Goal: How many of the lines below contain the string "metal"? Reply with the number alone.

************

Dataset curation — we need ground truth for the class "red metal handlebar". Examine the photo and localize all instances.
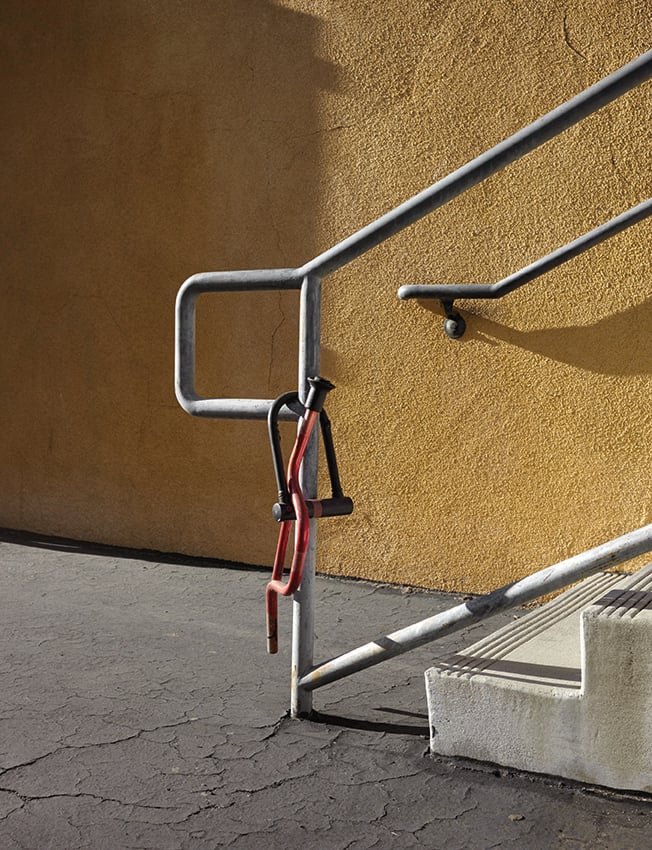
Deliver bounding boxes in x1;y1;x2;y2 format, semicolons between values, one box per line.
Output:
265;410;319;655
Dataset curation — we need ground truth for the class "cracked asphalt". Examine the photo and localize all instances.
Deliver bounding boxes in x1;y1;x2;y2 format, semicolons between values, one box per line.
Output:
0;532;652;850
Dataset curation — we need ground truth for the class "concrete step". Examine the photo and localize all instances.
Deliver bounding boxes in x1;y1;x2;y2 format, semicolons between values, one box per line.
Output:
426;564;652;792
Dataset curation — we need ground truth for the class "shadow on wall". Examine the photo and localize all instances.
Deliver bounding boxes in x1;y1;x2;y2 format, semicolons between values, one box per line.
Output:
419;295;652;376
0;0;333;561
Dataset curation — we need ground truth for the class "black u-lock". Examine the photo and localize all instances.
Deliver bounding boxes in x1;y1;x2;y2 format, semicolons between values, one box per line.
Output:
267;377;353;522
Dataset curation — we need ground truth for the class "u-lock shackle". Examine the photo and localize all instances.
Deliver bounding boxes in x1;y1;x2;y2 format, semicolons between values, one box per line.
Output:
265;377;353;655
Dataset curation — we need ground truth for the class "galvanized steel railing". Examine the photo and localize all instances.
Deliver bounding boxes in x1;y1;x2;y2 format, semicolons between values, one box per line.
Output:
175;50;652;716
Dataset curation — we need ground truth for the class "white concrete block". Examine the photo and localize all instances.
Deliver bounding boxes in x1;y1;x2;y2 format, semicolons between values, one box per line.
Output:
426;564;652;792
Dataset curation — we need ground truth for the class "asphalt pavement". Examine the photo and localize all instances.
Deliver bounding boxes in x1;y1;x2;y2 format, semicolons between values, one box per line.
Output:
0;531;652;850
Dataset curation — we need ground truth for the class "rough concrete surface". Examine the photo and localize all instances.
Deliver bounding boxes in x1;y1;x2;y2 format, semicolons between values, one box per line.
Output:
0;533;652;850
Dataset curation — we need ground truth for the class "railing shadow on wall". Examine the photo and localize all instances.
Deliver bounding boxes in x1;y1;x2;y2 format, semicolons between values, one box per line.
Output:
419;294;652;376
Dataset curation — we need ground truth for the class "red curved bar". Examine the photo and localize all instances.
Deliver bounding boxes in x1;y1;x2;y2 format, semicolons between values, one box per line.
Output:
265;410;319;655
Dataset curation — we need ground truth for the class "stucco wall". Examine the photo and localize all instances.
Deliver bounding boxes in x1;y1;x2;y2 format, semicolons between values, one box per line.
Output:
0;0;652;590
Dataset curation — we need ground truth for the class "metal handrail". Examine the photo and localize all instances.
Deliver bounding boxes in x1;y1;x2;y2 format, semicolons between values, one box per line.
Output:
299;524;652;691
175;50;652;716
398;198;652;339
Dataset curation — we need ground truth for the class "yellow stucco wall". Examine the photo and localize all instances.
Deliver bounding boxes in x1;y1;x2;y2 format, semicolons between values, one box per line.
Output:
0;0;652;590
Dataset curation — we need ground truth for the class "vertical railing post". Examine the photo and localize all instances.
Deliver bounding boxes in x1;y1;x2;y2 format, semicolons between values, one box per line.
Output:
290;274;321;717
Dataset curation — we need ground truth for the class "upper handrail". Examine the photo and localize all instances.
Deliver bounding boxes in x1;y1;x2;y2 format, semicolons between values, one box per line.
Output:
398;198;652;339
175;50;652;419
299;50;652;277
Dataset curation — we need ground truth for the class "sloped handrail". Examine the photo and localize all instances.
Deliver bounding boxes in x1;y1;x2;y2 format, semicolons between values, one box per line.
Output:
398;198;652;339
175;50;652;716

************

Answer to the task: 2